• **Texto da página**:
Retrato de Elias Garcia.
Imagem: ANTT

O triunfo definitivo do liberalismo (1834) e a ascenção de D. Pedro IV, Grão-Mestre da Maçonaria brasileira, marca um período de apogeu da Ordem, que só viria a terminar com a Revolução de 28 de Maio de 1926. 

No princípio do séc. XIX a Maçonaria contava com milhares de filiados, incluindo nas ilhas dos Açores e Madeira e nas antigas colónias, justificando-se, assim, uma organização federadora, ou Grande Loja.

Esta foi criada em 1802 com o nome de "Grande Oriente Lusitano" (G.O.L.), recebendo o reconhecimento da Grande Loja de Inglaterra em Maio desse ano, embora o respetivo tratado só tenha chegado a Portugal em 1803. Foi eleito primeiro Grão-Mestre o desembargador da Casa de Suplicação, Sebastião José de São Paio de Melo e Castro Lusignam.

• **Conjunto de dados**:
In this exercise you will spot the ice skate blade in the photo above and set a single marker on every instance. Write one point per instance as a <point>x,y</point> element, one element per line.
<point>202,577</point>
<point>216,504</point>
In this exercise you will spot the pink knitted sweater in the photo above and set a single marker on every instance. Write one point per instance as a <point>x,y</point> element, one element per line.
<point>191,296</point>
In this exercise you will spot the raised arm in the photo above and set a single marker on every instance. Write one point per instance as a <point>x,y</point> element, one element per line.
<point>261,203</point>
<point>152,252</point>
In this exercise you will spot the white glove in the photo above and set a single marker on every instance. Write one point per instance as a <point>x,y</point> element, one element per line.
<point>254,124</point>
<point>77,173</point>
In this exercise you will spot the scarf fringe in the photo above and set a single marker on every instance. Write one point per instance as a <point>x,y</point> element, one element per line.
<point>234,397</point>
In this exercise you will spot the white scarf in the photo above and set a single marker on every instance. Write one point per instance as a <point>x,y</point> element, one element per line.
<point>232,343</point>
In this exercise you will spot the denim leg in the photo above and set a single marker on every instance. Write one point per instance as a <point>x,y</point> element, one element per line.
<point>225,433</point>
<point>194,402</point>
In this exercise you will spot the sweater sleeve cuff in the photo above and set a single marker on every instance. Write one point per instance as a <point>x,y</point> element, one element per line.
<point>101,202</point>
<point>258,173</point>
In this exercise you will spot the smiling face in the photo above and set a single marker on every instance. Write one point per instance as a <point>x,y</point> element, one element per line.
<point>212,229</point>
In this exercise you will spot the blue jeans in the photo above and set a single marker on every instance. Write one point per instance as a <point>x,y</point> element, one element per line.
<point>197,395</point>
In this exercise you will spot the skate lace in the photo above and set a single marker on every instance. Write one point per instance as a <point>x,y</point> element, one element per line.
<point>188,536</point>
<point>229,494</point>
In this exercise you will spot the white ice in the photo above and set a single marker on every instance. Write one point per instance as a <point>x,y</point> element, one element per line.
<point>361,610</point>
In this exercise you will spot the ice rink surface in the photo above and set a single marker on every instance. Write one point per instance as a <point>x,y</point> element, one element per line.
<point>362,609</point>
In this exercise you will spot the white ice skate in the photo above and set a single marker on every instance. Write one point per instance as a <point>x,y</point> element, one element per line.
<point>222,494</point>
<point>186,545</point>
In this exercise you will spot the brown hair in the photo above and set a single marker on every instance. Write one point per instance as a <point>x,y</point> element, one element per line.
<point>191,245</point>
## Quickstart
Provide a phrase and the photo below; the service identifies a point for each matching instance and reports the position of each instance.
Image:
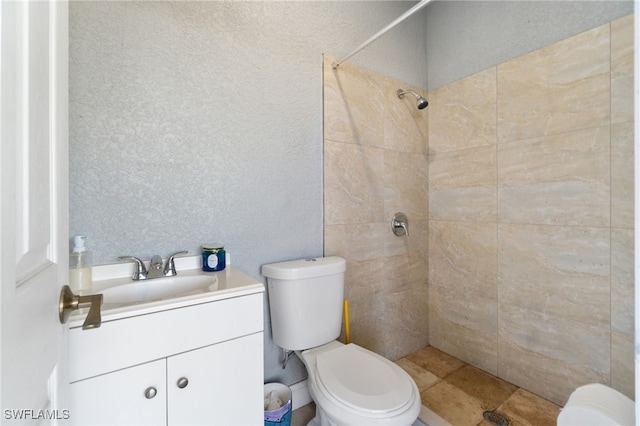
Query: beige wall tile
(416, 244)
(622, 185)
(622, 281)
(423, 378)
(561, 179)
(622, 364)
(622, 45)
(462, 185)
(403, 322)
(353, 183)
(355, 242)
(373, 168)
(551, 355)
(406, 189)
(353, 105)
(464, 326)
(556, 89)
(562, 271)
(406, 128)
(622, 70)
(463, 114)
(463, 257)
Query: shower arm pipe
(383, 31)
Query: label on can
(213, 257)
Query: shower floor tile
(461, 393)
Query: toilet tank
(305, 301)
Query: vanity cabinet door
(220, 384)
(131, 396)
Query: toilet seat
(363, 381)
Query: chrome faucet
(157, 268)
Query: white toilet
(349, 384)
(597, 405)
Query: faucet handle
(141, 271)
(170, 267)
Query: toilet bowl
(349, 384)
(597, 405)
(354, 386)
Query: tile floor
(460, 393)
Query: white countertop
(230, 283)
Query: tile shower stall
(518, 185)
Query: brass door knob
(70, 302)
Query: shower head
(422, 102)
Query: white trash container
(277, 405)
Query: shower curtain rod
(371, 39)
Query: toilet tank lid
(305, 268)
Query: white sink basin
(159, 289)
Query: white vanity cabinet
(195, 364)
(135, 395)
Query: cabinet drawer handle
(150, 392)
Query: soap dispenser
(80, 265)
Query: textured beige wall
(531, 215)
(375, 165)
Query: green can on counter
(213, 257)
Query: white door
(33, 209)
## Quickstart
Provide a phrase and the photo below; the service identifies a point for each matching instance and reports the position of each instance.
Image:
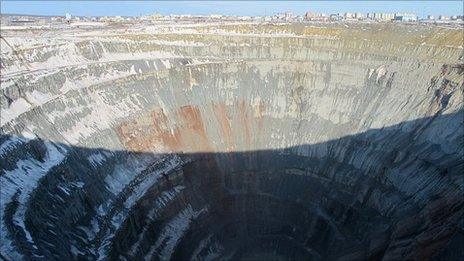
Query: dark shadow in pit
(390, 193)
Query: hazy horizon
(136, 8)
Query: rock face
(232, 141)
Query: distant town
(279, 17)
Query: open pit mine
(232, 141)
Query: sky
(136, 8)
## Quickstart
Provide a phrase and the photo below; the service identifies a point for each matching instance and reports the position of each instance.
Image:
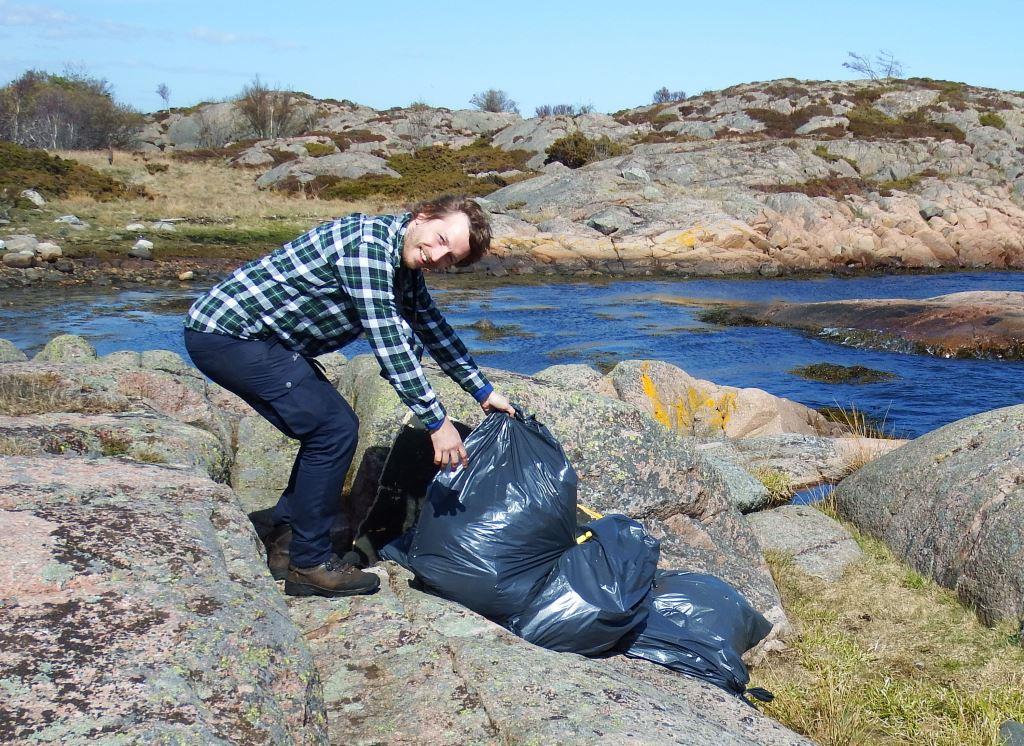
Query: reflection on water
(600, 324)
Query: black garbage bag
(488, 534)
(596, 593)
(700, 625)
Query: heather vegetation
(476, 169)
(576, 149)
(23, 168)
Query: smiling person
(257, 332)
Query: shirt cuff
(433, 418)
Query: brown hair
(479, 227)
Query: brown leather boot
(278, 554)
(331, 578)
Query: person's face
(436, 244)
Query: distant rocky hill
(763, 178)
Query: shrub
(72, 111)
(651, 116)
(317, 149)
(885, 64)
(576, 149)
(778, 484)
(563, 110)
(664, 95)
(494, 99)
(281, 157)
(785, 125)
(22, 168)
(990, 119)
(269, 113)
(822, 152)
(429, 172)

• **Tarefas a realizar**:
A - No texto sobre a Maçonaria, quem foi eleito primeiro Grão-Mestre do Grande Oriente Lusitano?
B - Prossiga, por favor, o texto sobre a Maçonaria a partir da última frase apresentada.

• **Respostas às tarefas**:
A - Sebastião José de São Paio de Melo e Castro Lusignam, desembargador da Casa de Suplicação.

B -
O G.O.L. é, assim, o tronco da Ordem maçónica no nosso país. A sua  Constituição foi aprovada em 1806. Entre 1849 e 1859 o "Grande Oriente Lusitano" denominou-se "Grande Oriente de Portugal", e a partir de 1869 "Grande Oriente Lusitano Unido", retomando a designação original em 1985. 

Desde 1826 e até meados da centúria, o G.O.L. representou a corrente conservadora da Maçonaria, ligada à ideologia política do "cartismo", tendo como Grão-Mestres Silva Carvalho e Costa Cabral.

Este comprometimento provocou várias cisões: do Marechal Saldanha, que fundou em 1828 o "Oriente do Sul", de Passos Manuel, que fundou o "Oriente do Norte" (1834), e de Elias Garcia que [iniciado na Maçonaria em 1853 com o nome simbólico de Péricles, na Loja 5 de Novembro, em Lisboa, ligada ao rito francês e subordinada à "Confederação Maçónica Portuguesa"] criou a "Federação Maçónica" (1863).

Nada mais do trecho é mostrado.